#### Selected extract
Streamlined legal machines are in. Big-gun partners flanked by troops of associates are out.
In law as a business these days, those are the rules.
But in law as a blood sport–litigation–the only rules that count are the court’s.
Out of the trenches of government practice, up the ladder at a large law firm and now leading his own troop of associates, Michael Wolford knows the rules change with the game.
Michael R. Wolford & Associates, the firm he started, may be something of an anomaly here. But anachronistic it is not, the firm’s founder says.
Larger cities have spawned constellations of litigation boutiques, small firms that handle nothing but court fights. Rochester has only a few.
Despite the fact his cases have made headlines for 25 years, despite his white hair and wide-ranging contacts, Wolford is no star, he insists.
And his four associates, aged mid-20s to early 30s, are not bit players.
“My plan is not to remain Wolford & Associates for long,” the 54-year-old lawyer says. “This is a team of absolutely top-notch talent. I expect them all to move into ownership of the firm as partners.”
Maybe the team talk comes from his years at Nixon, Hargrave, Devans & Doyle LLP. Maybe it comes from his years as a Little League coach.

#### Task objective
Set down word for word the part of the law-firm article that begins at "But in law as" and stops after "firm’s founder says.".

#### Provided information
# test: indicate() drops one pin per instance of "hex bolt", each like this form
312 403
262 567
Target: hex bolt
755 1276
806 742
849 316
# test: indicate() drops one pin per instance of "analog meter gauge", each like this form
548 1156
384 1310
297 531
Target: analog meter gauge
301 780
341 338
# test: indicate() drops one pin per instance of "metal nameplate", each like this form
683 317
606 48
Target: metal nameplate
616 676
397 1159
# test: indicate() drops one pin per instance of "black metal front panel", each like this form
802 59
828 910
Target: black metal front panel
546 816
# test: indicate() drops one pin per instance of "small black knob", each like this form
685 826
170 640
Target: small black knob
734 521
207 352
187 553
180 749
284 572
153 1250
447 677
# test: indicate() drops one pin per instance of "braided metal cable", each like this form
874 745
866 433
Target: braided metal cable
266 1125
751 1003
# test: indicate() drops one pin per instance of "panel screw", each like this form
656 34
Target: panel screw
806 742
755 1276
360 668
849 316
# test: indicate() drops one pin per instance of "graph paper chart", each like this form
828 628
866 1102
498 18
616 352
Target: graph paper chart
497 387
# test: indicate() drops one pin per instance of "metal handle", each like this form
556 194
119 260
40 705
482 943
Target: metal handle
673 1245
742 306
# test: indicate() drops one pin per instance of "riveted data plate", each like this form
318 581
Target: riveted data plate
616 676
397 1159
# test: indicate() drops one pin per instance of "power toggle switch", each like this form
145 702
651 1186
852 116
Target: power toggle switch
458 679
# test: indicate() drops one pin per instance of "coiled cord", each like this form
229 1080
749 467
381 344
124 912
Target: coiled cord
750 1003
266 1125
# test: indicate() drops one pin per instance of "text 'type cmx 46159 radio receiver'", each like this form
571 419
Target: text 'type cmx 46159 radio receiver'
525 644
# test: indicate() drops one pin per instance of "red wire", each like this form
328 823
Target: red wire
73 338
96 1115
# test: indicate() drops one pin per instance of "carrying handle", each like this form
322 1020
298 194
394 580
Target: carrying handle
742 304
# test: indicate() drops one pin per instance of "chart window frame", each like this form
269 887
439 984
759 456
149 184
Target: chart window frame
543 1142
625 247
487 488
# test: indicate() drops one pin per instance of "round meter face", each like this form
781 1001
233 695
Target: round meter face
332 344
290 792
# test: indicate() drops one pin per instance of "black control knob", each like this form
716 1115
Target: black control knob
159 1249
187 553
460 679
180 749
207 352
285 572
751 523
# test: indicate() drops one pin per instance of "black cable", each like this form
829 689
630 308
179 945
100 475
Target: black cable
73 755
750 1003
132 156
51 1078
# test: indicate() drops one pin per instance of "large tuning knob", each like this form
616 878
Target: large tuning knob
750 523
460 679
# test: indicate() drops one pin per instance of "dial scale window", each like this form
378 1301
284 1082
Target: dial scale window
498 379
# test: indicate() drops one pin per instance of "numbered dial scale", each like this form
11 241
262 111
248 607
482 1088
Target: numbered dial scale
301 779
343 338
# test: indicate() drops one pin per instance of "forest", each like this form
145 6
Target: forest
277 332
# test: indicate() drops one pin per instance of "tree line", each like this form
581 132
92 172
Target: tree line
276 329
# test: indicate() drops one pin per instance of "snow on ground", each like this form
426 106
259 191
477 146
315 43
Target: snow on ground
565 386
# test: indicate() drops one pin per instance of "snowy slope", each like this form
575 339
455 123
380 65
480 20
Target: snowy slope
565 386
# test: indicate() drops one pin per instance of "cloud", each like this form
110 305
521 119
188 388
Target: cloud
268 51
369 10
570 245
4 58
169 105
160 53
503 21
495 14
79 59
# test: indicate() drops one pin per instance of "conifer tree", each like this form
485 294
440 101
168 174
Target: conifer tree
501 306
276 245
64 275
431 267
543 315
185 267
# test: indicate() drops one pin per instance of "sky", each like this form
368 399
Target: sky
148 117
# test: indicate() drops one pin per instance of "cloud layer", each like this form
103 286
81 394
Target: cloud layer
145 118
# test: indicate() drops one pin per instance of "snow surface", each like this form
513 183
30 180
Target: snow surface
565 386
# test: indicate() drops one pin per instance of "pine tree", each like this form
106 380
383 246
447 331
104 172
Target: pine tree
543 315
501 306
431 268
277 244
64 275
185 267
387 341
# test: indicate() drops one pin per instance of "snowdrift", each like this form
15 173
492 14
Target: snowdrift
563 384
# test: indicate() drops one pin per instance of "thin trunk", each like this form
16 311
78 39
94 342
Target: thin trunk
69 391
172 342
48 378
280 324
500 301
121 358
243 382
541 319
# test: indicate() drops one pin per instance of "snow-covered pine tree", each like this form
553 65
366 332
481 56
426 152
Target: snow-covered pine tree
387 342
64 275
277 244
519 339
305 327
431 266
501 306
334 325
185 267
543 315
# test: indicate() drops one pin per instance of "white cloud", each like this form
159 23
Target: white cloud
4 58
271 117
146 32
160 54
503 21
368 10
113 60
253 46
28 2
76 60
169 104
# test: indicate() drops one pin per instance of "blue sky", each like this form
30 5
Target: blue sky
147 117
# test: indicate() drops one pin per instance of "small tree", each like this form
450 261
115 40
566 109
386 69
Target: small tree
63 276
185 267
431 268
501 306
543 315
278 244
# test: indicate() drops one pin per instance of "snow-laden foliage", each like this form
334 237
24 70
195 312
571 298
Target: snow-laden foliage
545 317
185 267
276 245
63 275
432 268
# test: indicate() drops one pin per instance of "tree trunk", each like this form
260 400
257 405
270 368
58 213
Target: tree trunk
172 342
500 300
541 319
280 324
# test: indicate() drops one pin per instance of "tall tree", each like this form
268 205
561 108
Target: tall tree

#### Finished task
But in law as a blood sport–litigation–the only rules that count are the court’s.
Out of the trenches of government practice, up the ladder at a large law firm and now leading his own troop of associates, Michael Wolford knows the rules change with the game.
Michael R. Wolford & Associates, the firm he started, may be something of an anomaly here. But anachronistic it is not, the firm’s founder says.